> Extrait du texte:
━━━━━━
Nicolas Sarkozy présente sa vision de l’architecture

Nicolas Sarkozy présente sa vision de l’architecture discours intégral

Allocution de M. Nicolas Sarkozy, Président de la République, à l’occasion de l’inauguration de la Cité de l’Architecture et du patrimoine au Palais de Chaillot – 17.09.2007

Madame la Ministre,
Mesdames et Messieurs les Maires,
Monsieur le Président,
Mesdames, Messieurs,

Comme vous le savez, la nouvelle Cité de l’architecture et du patrimoine a été en réalité inaugurée hier et avant-hier par le peuple français à l’occasion des journées européennes du patrimoine. J’ai voulu cette  » avant première  » car cette cité est la maison du peuple bien avant d’être celle des architectes et des hommes politiques. Aujourd’hui je suis fier d’être parmi vous, au milieu de cette impressionnante galerie des moulages, heureux de saluer ici la présence des élus qui ont le privilège d’en héberger les originaux, heureux d’être accompagné par quelques uns des plus grands architectes du temps avec qui j’aurai le plaisir de déjeuner, heureux d’avoir parcouru avec vous les maquettes des réalisations architecturales les plus audacieuses et les plus contemporaines.

Cette Cité a été voulue par Jules Ferry, le père de notre école moderne. Comme Condorcet, Ferry a toujours cherché à associer étroitement éducation et culture. En concrétisant l’idée de Viollet le Duc de créer un  » musée de moulages « , Jules Ferry a voulu qu’un large public puisse avoir un accès instantané à la richesse et la variété des patrimoines des régions de France.

L’inauguration de ce nouvel établissement culturel consacré à l’architecture et au patrimoine, je veux qu’elle soit l’occasion de remettre l’architecture au cœur de nos choix politiques. C’est une orientation politique que je vais assumer tout au long de ce quinquennat. L’architecture a un rôle majeur dans le destin individuel et collectif des hommes. L’architecture traduit ce destin, elle interprète ce destin, mais l’architecture également conditionne ce destin. L’architecture dessine nos murs, nos fenêtres, définit notre cadre de vie, oriente nos déplacements, modifie notre relation à l’espace et aux autres personnes.

Avec l’architecture,  » nous sommes, nous nous mouvons, nous vivons dans l’œuvre de l’homme  » déclarait Paul Valéry. C’est le contact le plus immédiat des citoyens avec l’art, avec l’histoire, et avec la création. Cette Cité, c’est en vérité notre pays tout entier, le territoire de nos valeurs, de nos références, de nos espérances – en un mot, cette Cité c’est le lieu de notre identité. Cette identité s’ancre dans nos régions tout comme elle s’exprime à travers l’universalité d’une culture ouverte au monde, et que résume magnifiquement la démarche d’un architecte à la fois chinois et américain venu construire une Pyramide en plein cœur du Louvre. L’identité n’est pas synonyme de fermeture.
━━━━━━
> Données:

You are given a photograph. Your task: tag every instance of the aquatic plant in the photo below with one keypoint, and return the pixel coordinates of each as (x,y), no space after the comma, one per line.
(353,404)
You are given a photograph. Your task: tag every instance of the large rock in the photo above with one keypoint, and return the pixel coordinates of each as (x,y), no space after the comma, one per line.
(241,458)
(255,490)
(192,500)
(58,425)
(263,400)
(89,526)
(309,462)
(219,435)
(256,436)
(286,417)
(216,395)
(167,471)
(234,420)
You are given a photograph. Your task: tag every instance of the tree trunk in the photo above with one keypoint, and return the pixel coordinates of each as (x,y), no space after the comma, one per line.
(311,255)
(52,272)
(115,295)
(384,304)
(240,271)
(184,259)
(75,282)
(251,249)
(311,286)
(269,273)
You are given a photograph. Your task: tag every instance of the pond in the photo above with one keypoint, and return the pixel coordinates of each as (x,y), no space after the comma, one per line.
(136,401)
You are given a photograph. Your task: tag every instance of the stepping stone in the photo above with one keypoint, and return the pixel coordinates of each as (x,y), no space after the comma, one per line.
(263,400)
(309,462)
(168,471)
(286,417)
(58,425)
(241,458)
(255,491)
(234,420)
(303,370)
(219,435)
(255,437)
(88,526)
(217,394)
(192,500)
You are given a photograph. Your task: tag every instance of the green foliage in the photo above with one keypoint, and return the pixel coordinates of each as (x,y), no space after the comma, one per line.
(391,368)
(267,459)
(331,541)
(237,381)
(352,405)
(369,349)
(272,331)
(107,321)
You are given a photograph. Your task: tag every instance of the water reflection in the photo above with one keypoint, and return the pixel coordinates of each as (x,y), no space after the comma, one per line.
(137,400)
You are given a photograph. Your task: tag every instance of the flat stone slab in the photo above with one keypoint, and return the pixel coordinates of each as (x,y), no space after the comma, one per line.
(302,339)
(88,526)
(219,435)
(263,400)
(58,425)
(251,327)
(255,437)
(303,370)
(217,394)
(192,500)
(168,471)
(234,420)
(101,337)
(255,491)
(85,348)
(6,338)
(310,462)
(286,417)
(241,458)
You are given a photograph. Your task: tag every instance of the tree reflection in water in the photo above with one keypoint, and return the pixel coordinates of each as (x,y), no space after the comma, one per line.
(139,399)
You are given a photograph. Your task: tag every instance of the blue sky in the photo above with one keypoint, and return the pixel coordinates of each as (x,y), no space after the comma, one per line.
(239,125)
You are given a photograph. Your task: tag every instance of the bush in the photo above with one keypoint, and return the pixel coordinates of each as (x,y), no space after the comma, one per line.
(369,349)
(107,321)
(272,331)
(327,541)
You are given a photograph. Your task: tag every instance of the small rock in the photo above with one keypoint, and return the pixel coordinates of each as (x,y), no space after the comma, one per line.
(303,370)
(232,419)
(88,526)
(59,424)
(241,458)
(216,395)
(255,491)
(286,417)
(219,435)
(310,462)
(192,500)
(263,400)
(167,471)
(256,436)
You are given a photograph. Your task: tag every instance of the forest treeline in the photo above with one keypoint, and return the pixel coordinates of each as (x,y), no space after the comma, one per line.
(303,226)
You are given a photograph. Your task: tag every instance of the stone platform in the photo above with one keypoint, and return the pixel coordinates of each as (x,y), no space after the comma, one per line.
━━━━━━
> Consigne A:
Traduisez en anglais la phrase suivante du discours sur l’architecture : « L’identité n’est pas synonyme de fermeture. »
> Consigne B:
Reproduisez à l’identique le passage du discours sur l’architecture qui s’ouvre sur les mots contenant « Comme vous le » et s’achève sur « les plus contemporaines. ».
> Consigne C:
Énumérez toutes les personnes que l’orateur cite nommément dans le corps du discours sur l’architecture, à l’exception de l’orateur lui-même.

> Réponse rédigée A:
Identity is not synonymous with closure.

> Réponse rédigée B:
Comme vous le savez, la nouvelle Cité de l’architecture et du patrimoine a été en réalité inaugurée hier et avant-hier par le peuple français à l’occasion des journées européennes du patrimoine. J’ai voulu cette  » avant première  » car cette cité est la maison du peuple bien avant d’être celle des architectes et des hommes politiques. Aujourd’hui je suis fier d’être parmi vous, au milieu de cette impressionnante galerie des moulages, heureux de saluer ici la présence des élus qui ont le privilège d’en héberger les originaux, heureux d’être accompagné par quelques uns des plus grands architectes du temps avec qui j’aurai le plaisir de déjeuner, heureux d’avoir parcouru avec vous les maquettes des réalisations architecturales les plus audacieuses et les plus contemporaines.

> Réponse rédigée C:
Jules Ferry
Condorcet
Viollet le Duc
Paul Valéry